**What is required:**
Reproduce the data exactly, leaving nothing out.

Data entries
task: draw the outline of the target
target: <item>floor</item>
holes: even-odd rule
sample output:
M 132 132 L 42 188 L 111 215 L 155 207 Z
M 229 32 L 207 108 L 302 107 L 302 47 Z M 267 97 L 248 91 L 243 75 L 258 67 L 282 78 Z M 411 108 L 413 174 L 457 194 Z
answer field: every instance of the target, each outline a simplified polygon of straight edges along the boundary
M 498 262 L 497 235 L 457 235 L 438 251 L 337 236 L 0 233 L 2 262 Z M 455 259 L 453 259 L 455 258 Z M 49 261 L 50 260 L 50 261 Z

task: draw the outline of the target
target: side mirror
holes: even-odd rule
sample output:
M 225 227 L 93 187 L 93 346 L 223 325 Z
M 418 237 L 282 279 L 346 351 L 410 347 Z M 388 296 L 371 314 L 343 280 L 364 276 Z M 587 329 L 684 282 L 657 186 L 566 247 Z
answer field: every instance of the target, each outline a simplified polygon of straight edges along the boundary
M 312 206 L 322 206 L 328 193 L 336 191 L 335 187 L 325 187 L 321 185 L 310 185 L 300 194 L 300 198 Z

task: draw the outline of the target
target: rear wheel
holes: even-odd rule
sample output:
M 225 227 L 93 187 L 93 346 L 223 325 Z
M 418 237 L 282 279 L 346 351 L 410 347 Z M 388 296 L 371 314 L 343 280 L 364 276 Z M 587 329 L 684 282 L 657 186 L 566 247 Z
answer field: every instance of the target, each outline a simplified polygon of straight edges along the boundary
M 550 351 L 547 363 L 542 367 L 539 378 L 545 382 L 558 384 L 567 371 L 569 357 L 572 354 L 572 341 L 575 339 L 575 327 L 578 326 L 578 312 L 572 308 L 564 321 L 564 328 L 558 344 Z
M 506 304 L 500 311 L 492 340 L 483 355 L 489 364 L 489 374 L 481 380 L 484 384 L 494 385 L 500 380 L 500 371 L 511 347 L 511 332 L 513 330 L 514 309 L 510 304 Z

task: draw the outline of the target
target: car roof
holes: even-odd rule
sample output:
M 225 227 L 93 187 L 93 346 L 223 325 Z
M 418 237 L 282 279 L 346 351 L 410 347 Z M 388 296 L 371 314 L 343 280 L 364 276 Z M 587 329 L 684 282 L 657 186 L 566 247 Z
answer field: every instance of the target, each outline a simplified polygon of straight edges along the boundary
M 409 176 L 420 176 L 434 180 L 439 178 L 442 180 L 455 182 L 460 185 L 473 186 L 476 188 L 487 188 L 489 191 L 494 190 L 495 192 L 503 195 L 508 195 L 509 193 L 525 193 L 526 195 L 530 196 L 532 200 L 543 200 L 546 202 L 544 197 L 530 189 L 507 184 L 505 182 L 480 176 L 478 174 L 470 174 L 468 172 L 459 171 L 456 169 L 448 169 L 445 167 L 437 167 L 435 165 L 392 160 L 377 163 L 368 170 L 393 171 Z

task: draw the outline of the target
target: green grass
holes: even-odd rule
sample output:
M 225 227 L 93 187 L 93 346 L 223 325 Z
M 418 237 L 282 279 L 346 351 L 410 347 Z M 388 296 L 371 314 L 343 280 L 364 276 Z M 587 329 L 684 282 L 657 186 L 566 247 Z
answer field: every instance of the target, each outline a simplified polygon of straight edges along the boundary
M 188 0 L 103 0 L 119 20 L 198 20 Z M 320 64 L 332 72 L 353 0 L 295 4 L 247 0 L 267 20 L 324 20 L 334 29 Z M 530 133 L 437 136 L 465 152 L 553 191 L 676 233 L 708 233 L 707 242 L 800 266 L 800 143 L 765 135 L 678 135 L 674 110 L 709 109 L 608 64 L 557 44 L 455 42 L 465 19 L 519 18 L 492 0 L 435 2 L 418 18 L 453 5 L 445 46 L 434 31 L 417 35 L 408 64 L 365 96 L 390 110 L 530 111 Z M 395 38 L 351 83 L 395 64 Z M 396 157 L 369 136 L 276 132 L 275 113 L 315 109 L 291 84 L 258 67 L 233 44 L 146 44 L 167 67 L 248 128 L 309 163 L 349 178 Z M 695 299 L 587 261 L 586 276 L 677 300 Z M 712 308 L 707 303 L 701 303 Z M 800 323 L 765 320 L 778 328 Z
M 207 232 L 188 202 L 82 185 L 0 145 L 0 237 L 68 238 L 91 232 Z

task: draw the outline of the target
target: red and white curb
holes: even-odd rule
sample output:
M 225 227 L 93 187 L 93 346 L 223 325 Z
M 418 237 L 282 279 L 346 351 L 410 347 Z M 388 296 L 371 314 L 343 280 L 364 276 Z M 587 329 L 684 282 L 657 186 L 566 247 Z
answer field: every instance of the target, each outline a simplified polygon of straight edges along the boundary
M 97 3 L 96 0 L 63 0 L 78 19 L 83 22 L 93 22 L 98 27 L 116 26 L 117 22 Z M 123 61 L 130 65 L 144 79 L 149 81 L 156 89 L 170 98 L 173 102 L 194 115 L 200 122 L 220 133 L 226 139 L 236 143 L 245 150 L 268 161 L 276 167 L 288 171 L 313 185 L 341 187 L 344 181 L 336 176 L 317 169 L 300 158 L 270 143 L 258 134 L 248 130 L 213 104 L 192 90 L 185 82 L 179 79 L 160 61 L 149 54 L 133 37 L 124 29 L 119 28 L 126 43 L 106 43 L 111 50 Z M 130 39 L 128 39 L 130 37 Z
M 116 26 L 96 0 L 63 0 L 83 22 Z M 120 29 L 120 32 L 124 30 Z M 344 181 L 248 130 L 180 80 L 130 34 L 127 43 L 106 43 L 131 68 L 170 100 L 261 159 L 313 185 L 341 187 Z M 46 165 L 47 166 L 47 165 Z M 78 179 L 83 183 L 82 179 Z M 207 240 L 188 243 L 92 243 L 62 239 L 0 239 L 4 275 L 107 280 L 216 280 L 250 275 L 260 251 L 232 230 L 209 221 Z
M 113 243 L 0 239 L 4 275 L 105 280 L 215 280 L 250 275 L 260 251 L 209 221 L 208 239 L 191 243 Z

**Answer box:**
task: draw the outline of the target
target: <item>floor</item>
holes: even-odd rule
sample output:
M 132 132 L 42 188 L 111 215 L 155 207 Z
M 229 32 L 207 108 L 302 107 L 302 47 Z M 267 97 L 248 91 L 243 75 L 258 67 L 282 78 Z M 411 108 L 413 174 L 457 194 Z
answer field: every instance of the target, each outline a simplified polygon of straight edges along the boundary
M 498 262 L 497 235 L 457 235 L 438 251 L 337 236 L 0 233 L 2 262 Z M 455 259 L 453 259 L 455 258 Z M 49 261 L 50 260 L 50 261 Z

task: draw the outline of the target
target: side mirror
holes: even-odd rule
sample output:
M 225 227 L 93 187 L 93 346 L 223 325 Z
M 418 237 L 282 279 L 346 351 L 410 347 Z M 388 296 L 371 314 L 343 280 L 364 276 Z M 587 329 L 684 282 L 657 186 L 566 247 Z
answer field: every instance of the target, each outline a simplified polygon of straight edges along the boundary
M 312 206 L 322 206 L 328 193 L 336 191 L 335 187 L 325 187 L 321 185 L 310 185 L 300 194 L 300 198 Z

task: draw the outline of the target
target: rear wheel
holes: even-odd rule
sample output:
M 225 227 L 93 187 L 93 346 L 223 325 Z
M 418 237 L 282 279 L 346 351 L 410 347 Z M 388 296 L 371 314 L 343 280 L 364 276 Z M 587 329 L 684 282 L 657 186 L 566 247 Z
answer field: every instance of the target, each outline a simplified polygon of straight edges along the boundary
M 550 351 L 547 363 L 542 367 L 539 378 L 545 382 L 558 384 L 567 371 L 569 357 L 572 354 L 572 341 L 575 339 L 575 327 L 578 326 L 578 312 L 572 308 L 564 321 L 564 328 L 558 344 Z
M 506 304 L 500 311 L 492 340 L 483 355 L 489 364 L 489 374 L 481 380 L 484 384 L 494 385 L 500 380 L 500 371 L 511 347 L 511 332 L 513 330 L 514 309 L 510 304 Z

task: draw the outline of the target
target: car roof
holes: even-odd rule
sample output:
M 225 227 L 93 187 L 93 346 L 223 325 Z
M 418 237 L 282 279 L 346 351 L 410 347 Z M 388 296 L 371 314 L 343 280 L 364 276 Z M 587 329 L 684 282 L 657 186 L 566 247 Z
answer field: every instance of the target, each outline a simplified polygon of straight edges along the boundary
M 409 176 L 420 176 L 434 180 L 439 178 L 442 180 L 455 182 L 460 185 L 473 186 L 476 188 L 487 188 L 489 191 L 494 190 L 495 192 L 503 195 L 508 195 L 509 193 L 525 193 L 526 195 L 530 196 L 532 200 L 543 200 L 546 202 L 544 197 L 530 189 L 507 184 L 505 182 L 480 176 L 478 174 L 470 174 L 468 172 L 459 171 L 456 169 L 448 169 L 445 167 L 437 167 L 435 165 L 392 160 L 377 163 L 368 170 L 393 171 Z

task: draw the outline of the target
target: green grass
holes: even-odd rule
sample output:
M 225 227 L 93 187 L 93 346 L 223 325 Z
M 418 237 L 282 279 L 346 351 L 410 347 Z M 388 296 L 371 314 L 343 280 L 364 276 Z M 587 329 L 684 282 L 657 186 L 566 247 Z
answer field: every instance of the target, each outline a simplified polygon of straight edges along the boundary
M 188 0 L 103 0 L 119 20 L 198 20 Z M 320 64 L 332 72 L 353 0 L 295 4 L 247 0 L 267 20 L 324 20 L 334 29 Z M 530 133 L 437 136 L 465 152 L 553 191 L 676 233 L 708 233 L 707 242 L 800 266 L 800 143 L 765 135 L 678 135 L 674 110 L 709 109 L 608 64 L 557 44 L 455 42 L 465 19 L 519 18 L 492 0 L 435 2 L 418 18 L 453 5 L 445 46 L 434 31 L 417 35 L 408 64 L 365 96 L 390 110 L 530 111 Z M 395 38 L 351 83 L 395 64 Z M 396 157 L 369 136 L 276 132 L 275 113 L 315 109 L 291 84 L 258 67 L 233 44 L 146 44 L 167 67 L 248 128 L 309 163 L 349 178 Z M 695 299 L 587 261 L 586 276 L 677 300 Z M 712 308 L 707 303 L 701 303 Z M 800 323 L 765 320 L 778 328 Z
M 207 232 L 188 202 L 82 185 L 0 145 L 0 237 L 68 238 L 91 232 Z

task: draw the outline of the target
target: red and white curb
holes: even-odd rule
sample output:
M 225 227 L 93 187 L 93 346 L 223 325 Z
M 418 237 L 282 279 L 346 351 L 410 347 Z M 388 296 L 371 314 L 343 280 L 364 276 Z M 587 329 L 684 282 L 657 186 L 566 247 Z
answer field: every instance of the target, each outline a simplified polygon of straight edges along the boundary
M 97 3 L 96 0 L 63 0 L 78 19 L 83 22 L 93 22 L 98 27 L 116 26 L 117 22 Z M 123 61 L 130 65 L 144 79 L 149 81 L 156 89 L 170 98 L 173 102 L 194 115 L 200 122 L 220 133 L 226 139 L 236 143 L 245 150 L 268 161 L 276 167 L 288 171 L 313 185 L 341 187 L 344 181 L 336 176 L 317 169 L 300 158 L 270 143 L 258 134 L 248 130 L 213 104 L 192 90 L 185 82 L 179 79 L 160 61 L 149 54 L 133 37 L 124 29 L 119 28 L 126 43 L 106 43 L 111 50 Z M 130 39 L 128 39 L 130 37 Z
M 116 26 L 96 0 L 63 0 L 83 22 Z M 120 29 L 120 32 L 124 30 Z M 344 181 L 248 130 L 180 80 L 130 34 L 127 43 L 106 43 L 131 68 L 170 100 L 261 159 L 313 185 L 341 187 Z M 46 165 L 47 166 L 47 165 Z M 78 179 L 83 183 L 82 179 Z M 207 240 L 188 243 L 92 243 L 62 239 L 0 239 L 4 275 L 107 280 L 216 280 L 250 275 L 260 251 L 232 230 L 209 221 Z
M 113 243 L 0 239 L 4 275 L 105 280 L 215 280 L 250 275 L 260 251 L 209 221 L 208 239 L 191 243 Z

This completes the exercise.